**** EXTRACT TO READ

I’d really like some definitions of “left” and “renewal“…
The right dominates the blogsphere? Really? In the absence of statistics relating to the demographics of blog-users, my impression is that the political blogosphere is overwhelmingly inhabited by 20-to-40-year-olds with a preponderance of males. It seems to me that about 35% of the electorate (those over 50, who are perhaps a very distant and vague presence in the peripheral vision of some bloggers and nothing more than a sort of theoretical construct for others) have little or nothing to do with blogs, and would thus be uninfluenced. A very rudimentary poll of 10 over-50′s recently led to the following result: 4 had never heard of the word blog, 3 had heard the word blog and thought it was something to do with computers, 2 knew what a blog was, but had never read one, and 1 had read a blog. Mind you, if over-50′s did engage with blogs, then the blogosphere certainly would be dominated by the right.
Hey, thanks for the edit, but now my comment @2 looks stupid, as well as petty
I’d really like some definitions of “left” and “renewal“…
Left: all that is good and righteous in the world of politics
Renewal: not getting royally fucked in future elections
Sy, thanks for pointing it out. Occasionally mistakes get through.
I think a definition of “renewal” certainly is important.

********
**** RECORD EXTRACTS

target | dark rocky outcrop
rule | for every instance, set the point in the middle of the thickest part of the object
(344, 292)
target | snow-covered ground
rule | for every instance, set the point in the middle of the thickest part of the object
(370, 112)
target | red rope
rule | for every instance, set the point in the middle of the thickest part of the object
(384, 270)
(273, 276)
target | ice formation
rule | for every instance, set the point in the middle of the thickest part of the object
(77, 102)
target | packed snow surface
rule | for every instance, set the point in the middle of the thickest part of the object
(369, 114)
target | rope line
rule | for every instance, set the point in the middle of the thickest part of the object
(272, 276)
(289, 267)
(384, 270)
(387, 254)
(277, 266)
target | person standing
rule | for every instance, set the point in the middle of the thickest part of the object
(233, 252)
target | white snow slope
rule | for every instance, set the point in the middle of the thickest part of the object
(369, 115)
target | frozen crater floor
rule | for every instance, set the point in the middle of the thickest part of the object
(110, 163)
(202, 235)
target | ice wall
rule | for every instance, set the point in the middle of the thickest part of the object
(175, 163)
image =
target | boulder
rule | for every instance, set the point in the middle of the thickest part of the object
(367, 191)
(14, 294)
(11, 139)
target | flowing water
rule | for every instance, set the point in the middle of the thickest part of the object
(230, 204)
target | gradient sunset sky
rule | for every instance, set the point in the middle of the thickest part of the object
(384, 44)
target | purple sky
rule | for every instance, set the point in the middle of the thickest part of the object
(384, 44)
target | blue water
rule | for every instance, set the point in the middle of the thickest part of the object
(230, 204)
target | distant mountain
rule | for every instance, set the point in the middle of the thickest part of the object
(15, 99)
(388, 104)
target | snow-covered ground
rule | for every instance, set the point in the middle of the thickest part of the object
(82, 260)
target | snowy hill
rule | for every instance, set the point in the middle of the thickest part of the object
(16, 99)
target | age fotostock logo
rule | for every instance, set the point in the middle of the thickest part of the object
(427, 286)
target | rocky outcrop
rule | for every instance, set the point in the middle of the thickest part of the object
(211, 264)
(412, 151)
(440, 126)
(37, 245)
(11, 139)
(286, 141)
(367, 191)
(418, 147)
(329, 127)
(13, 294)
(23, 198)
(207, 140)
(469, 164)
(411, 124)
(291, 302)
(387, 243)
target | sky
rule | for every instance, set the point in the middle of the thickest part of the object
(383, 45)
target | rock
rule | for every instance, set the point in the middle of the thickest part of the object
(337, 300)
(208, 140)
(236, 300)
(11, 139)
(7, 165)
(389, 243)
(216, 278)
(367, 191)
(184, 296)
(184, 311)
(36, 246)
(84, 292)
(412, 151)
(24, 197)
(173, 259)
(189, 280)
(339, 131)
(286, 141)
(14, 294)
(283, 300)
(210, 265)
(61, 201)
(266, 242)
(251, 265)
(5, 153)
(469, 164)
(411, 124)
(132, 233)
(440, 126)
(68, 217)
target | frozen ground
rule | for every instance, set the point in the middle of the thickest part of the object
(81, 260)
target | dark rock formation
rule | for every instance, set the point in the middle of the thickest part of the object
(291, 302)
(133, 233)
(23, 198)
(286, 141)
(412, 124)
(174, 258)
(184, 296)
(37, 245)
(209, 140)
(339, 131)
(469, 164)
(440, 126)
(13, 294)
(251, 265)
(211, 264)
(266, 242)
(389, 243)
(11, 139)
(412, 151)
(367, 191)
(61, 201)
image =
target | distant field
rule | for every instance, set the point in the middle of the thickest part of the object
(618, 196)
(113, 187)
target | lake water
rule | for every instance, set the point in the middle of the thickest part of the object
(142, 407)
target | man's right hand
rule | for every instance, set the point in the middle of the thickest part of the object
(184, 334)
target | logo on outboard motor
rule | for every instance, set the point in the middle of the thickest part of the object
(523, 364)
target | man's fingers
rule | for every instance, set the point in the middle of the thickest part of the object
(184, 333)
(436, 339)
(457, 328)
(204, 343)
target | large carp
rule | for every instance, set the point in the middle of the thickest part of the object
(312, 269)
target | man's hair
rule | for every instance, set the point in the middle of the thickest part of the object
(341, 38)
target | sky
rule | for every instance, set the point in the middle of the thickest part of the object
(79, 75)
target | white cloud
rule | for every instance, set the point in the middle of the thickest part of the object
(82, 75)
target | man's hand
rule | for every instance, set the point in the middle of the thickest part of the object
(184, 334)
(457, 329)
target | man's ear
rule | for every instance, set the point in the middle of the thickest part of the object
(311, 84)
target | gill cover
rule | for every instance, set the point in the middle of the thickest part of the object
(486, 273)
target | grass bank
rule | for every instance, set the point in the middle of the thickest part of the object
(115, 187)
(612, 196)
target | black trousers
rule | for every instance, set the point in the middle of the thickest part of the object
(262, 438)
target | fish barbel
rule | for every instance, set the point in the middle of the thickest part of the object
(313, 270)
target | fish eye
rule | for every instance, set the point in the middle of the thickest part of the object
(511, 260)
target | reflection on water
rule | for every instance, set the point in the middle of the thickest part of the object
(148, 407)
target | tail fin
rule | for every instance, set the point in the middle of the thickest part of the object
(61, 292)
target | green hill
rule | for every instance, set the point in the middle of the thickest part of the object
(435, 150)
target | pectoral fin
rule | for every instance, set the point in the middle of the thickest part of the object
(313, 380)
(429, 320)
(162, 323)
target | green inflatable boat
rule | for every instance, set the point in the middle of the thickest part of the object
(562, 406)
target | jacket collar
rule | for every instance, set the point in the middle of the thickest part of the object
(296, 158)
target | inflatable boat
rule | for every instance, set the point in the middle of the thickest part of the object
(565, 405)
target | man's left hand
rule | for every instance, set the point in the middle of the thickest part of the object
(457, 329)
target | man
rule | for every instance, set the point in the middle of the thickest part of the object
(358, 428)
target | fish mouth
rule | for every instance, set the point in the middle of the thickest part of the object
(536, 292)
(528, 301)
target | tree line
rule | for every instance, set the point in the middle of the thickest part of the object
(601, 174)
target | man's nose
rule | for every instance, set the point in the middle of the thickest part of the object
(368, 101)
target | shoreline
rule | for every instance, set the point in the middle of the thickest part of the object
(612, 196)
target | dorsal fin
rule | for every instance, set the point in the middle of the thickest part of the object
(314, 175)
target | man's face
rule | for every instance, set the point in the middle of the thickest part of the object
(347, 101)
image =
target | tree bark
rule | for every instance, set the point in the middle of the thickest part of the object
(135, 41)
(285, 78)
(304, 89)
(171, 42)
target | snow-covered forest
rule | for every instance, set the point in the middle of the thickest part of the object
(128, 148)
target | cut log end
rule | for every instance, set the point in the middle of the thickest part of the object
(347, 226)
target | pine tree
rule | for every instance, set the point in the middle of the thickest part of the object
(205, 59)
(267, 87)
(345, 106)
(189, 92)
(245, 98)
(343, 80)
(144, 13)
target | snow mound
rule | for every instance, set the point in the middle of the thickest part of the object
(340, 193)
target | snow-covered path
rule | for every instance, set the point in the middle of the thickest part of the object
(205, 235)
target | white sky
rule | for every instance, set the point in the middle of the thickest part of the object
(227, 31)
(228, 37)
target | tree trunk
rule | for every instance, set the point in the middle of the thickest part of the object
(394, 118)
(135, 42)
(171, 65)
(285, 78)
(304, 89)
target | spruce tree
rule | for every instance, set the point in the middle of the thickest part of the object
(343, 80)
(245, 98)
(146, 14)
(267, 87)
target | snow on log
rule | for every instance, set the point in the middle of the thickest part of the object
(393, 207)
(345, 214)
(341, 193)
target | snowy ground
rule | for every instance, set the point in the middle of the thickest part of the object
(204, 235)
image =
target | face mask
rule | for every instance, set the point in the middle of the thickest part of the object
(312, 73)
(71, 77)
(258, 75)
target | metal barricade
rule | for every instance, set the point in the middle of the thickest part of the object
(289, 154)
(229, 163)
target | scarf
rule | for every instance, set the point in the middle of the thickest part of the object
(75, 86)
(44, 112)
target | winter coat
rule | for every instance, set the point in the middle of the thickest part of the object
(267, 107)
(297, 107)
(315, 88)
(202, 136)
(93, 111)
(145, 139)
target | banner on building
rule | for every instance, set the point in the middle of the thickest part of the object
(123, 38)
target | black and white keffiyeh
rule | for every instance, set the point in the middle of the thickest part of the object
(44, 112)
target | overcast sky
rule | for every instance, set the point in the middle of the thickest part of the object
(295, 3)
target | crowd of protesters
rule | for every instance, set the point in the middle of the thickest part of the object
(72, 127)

********

EXERCISE: Pick up the blog comment thread on defining "left" and "renewal" and continue it after its final comment.

OUTPUT:
But I fear James Crabtree may be referring to ‘renewal’ as in a coherent narrative and an upturn in fortunes for the Labour Party.
But the Left and the Labour Party are not the same, so we do need a different barometer of success for the left.
I keep meaning to write about this but keep pushing it back. So much to say, so little time. But I think its possible for the question posed in the header to happen.
“Mind you, if over-50’s did engage with blogs, then the blogosphere certainly would be dominated by the right.”
Not here it wouldn’t. I’m 49, and people my age or slightly older remember Thatcher and know how subsequent governments have faithfully followed her policies with disastrous consequences.
And the even older ones remember their fathers telling them about the Depression and how things were improved by Attlee, and before him Lloyd George. I live in a mining village and we remember what things were like when the owners controlled our lives.
There are coming to be more young people who are on the left. I have hopes that there will be more and more in the years to come. But in all age groups there are people who hate Thatcher and the filth who follow her, and will be more.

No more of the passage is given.